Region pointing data
+--

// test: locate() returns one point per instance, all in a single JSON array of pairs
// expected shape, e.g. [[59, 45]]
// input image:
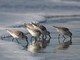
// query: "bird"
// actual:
[[65, 45], [37, 46], [64, 31], [16, 34], [34, 32], [42, 29]]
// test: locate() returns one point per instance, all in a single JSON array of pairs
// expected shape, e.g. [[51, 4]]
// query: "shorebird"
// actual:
[[64, 32], [17, 35], [42, 29], [34, 32]]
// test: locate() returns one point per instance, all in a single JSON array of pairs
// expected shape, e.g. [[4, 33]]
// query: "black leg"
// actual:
[[64, 38], [17, 41], [35, 39], [59, 38], [12, 39]]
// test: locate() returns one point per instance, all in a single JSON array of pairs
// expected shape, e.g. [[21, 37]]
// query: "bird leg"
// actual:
[[18, 41], [64, 38], [26, 41], [12, 39], [59, 38]]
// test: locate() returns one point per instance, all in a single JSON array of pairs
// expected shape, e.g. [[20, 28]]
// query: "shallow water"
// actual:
[[15, 13]]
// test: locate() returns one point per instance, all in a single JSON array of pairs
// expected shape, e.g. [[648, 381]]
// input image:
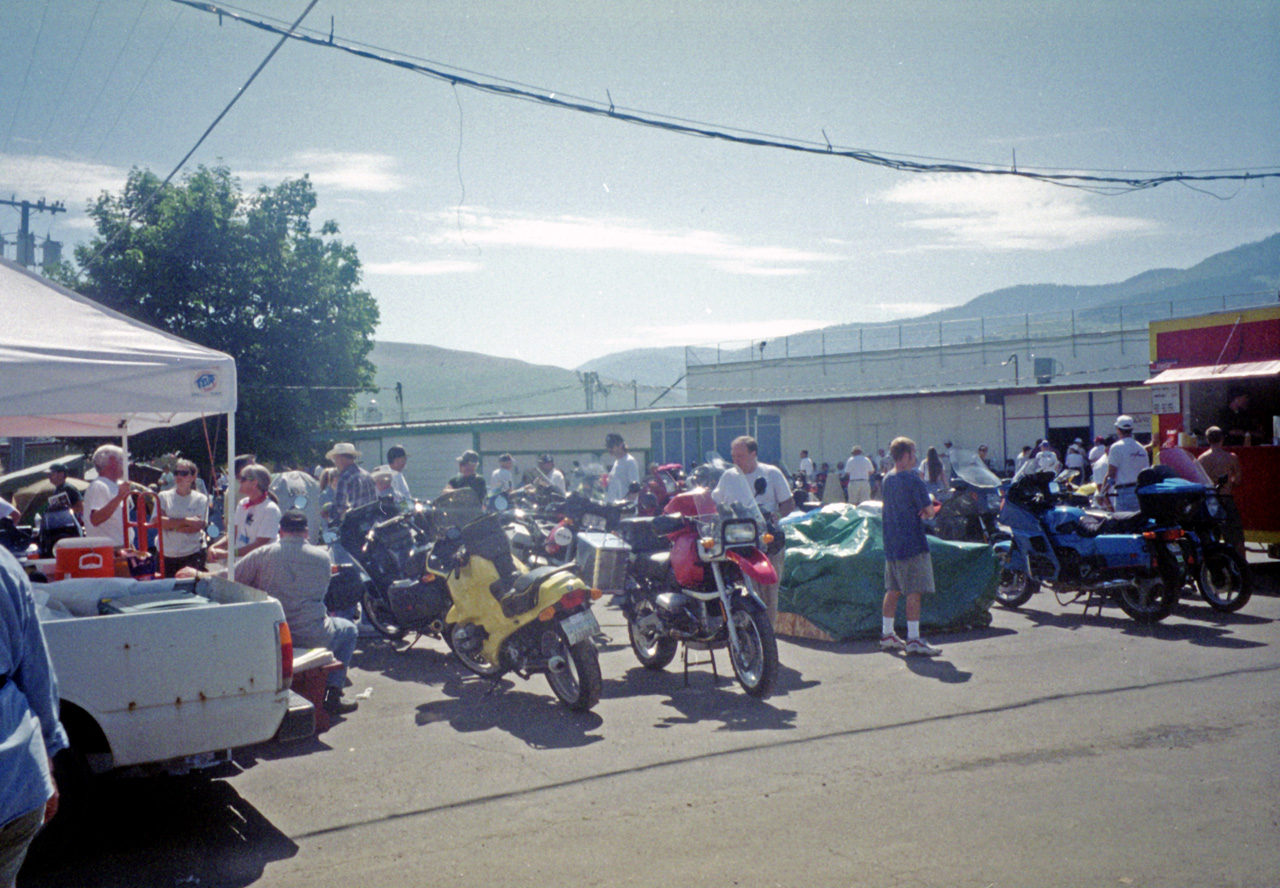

+--

Copy each line from the data that features the string "expected".

Solved exercise:
// expected shape, e.g. [[59, 45]]
// expected shape, e.g. [[51, 4]]
// expected shape, e.g. [[4, 33]]
// expected shape, e.g. [[21, 37]]
// expected shape, e.g. [[20, 28]]
// expected shape, e.g. [[648, 381]]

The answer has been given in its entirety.